*Problems*:
a) List every factor that the text on shear walls says determines the failure mechanism.
b) According to the text on shear walls, what other name are collectors known by?
c) Extend the text on shear walls beyond its last sentence.

— Start Text extract —

In structural engineering, a shear wall is a vertical element of a system that is designed to resist in-plane lateral forces, typically wind and seismic loads. In many jurisdictions, the International Building Code and International Residential Code govern the design of shear walls.

A shear wall resists loads parallel to the plane of the wall. Collectors, also known as drag members, transfer the diaphragm shear to shear walls and other vertical elements of the seismic force resisting system. Shear walls are typically light-framed or braced wooden walls with shear panels, reinforced concrete walls, reinforced masonry walls, or steel plates.

Plywood is the conventional material used in wood (timber) shear walls, but with advances in technology and modern building methods, other prefabricated options have made it possible to inject shear assemblies into narrow walls that fall at either side of an opening. Sheet steel and steel-backed shear panels in the place of structural plywood in shear walls has proved to provide stronger seismic resistance.

Structural design considerations

Loading and failure mechanisms 

A shear wall is stiffer in its principal axis than it is in the other axis. It is considered as a primary structure which provides relatively stiff resistance to vertical and horizontal forces acting in its plane. Under this combined loading condition, a shear wall develops compatible axial, shear, torsional and flexural strains, resulting in a complicated internal stress distribution. In this way, loads are transferred vertically to the building's foundation. Therefore, there are four critical failure mechanisms; as shown in Figure 1. The factors determining the failure mechanism include geometry, loading, material properties, restraint, and construction.

Slenderness ratio 

The slenderness ratio of a wall is defined as a function of the effective height divided by either the effective thickness or the radius of the gyration of the wall section. It is highly related to the slenderness limit that is the cut-off between elements being classed "slender" or "stocky". Slender walls are vulnerable to buckling failure modes, including Euler in-plane buckling due to axial compression, Euler out-of-plane buckling due to axial compression and lateral torsional buckling due to bending moment. In the design process, structural engineers need to consider all these failure modes to ensure that the wall design is safe under various kinds of possible loading conditions.

— End Text extract —
— Start Recorded data —

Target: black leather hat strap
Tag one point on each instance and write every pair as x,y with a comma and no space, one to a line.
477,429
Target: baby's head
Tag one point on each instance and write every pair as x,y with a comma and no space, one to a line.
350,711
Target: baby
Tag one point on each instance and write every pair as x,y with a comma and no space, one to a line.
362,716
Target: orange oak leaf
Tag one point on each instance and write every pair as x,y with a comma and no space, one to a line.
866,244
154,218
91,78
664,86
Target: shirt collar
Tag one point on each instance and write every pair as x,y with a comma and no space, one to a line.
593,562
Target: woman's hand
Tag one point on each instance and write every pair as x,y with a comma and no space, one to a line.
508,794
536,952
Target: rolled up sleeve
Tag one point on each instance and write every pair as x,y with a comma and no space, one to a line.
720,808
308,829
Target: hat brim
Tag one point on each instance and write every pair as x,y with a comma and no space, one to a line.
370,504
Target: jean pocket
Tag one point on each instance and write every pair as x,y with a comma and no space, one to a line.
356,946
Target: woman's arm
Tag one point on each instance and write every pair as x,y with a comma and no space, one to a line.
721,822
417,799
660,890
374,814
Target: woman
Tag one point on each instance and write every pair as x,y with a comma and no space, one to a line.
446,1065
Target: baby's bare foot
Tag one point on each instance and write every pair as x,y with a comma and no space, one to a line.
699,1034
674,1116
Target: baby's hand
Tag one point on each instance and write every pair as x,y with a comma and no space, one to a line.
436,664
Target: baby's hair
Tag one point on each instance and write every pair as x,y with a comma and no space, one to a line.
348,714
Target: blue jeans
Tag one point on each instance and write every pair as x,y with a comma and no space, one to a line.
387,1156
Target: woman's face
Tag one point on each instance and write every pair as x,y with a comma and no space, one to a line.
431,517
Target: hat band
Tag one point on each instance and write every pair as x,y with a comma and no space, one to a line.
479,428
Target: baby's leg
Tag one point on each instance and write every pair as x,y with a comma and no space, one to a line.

— End Recorded data —

*Answers provided*:
a) geometry, loading, material properties, restraint, construction

b) Drag members.

c)
Coupling effect of shear walls 

In actual structural systems, the shear walls may function as a coupled system instead of isolated walls depending on their arrangements and connections. Two neighboring wall panels can be considered coupled when the interface transfers longitudinal shear to resist the deformation mode. This stress arises whenever a section experiences a flexural or restrained warping stress and its magnitude is dependent on the stiffness of the coupling element. Depending on this stiffness, the performance of a coupled section will fall between that of an ideal uniform element of similar gross plan cross-section and the combined performance of the independent component parts. Another advantage of coupling is that it enhances the overall flexural stiffness dis-proportionally to shear stiffness, resulting in smaller shear deformation.

Arrangement in buildings with different functions 
The location of a shear wall significantly affects the building function, such as natural ventilation and daylighting performance. The performance requirements vary for buildings of different functions.

Hotel and dormitory buildings 

Hotel or dormitory buildings require many partitions, allowing insertions of shear walls. In these structures, traditional cellular construction (Figure 2) is preferred and a regular wall arrangement with transverse cross walls between rooms and longitudinal spine walls flanking a central corridor is used.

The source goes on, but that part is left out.